■ **YOUR INSTRUCTIONS**
In the records below, copy the line that contains "thinking out loud here... i need the box for the column" and each line after it, word for word, through the last.

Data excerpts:

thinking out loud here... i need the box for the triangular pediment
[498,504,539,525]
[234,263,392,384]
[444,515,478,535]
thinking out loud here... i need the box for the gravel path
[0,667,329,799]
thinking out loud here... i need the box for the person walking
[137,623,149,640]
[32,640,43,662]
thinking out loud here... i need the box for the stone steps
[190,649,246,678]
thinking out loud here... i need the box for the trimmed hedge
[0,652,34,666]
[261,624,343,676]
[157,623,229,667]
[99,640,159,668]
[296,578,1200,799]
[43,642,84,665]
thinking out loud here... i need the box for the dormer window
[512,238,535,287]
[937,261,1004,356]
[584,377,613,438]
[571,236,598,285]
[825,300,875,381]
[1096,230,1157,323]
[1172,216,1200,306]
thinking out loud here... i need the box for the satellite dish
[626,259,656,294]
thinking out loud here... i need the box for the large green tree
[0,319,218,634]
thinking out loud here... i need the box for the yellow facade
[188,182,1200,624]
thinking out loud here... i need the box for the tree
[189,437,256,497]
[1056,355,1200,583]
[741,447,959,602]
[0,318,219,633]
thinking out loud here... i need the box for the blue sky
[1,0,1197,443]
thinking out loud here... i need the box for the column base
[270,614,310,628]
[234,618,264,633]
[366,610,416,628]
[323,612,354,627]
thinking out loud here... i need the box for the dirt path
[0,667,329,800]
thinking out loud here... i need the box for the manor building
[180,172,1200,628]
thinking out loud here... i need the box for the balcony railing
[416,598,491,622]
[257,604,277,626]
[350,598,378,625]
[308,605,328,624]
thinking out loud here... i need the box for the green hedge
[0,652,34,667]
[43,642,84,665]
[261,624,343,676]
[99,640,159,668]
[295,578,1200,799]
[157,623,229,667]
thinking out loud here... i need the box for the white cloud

■ **PROBLEM SOLUTION**
thinking out loud here... i need the box for the column base
[270,614,310,628]
[234,618,264,633]
[366,610,416,628]
[323,612,354,627]
thinking out loud here... i need the box for the dirt path
[0,667,329,800]
thinking out loud here... i need the box for the manor building
[180,172,1200,628]
thinking out loud here... i need the box for the balcony railing
[416,598,491,622]
[257,604,277,626]
[350,598,378,625]
[308,605,328,624]
thinking out loud here... i need the box for the green hedge
[0,652,34,667]
[43,642,84,665]
[261,624,343,676]
[99,640,159,668]
[295,578,1200,799]
[157,623,229,667]
thinking out loud here... i need the box for the white cloud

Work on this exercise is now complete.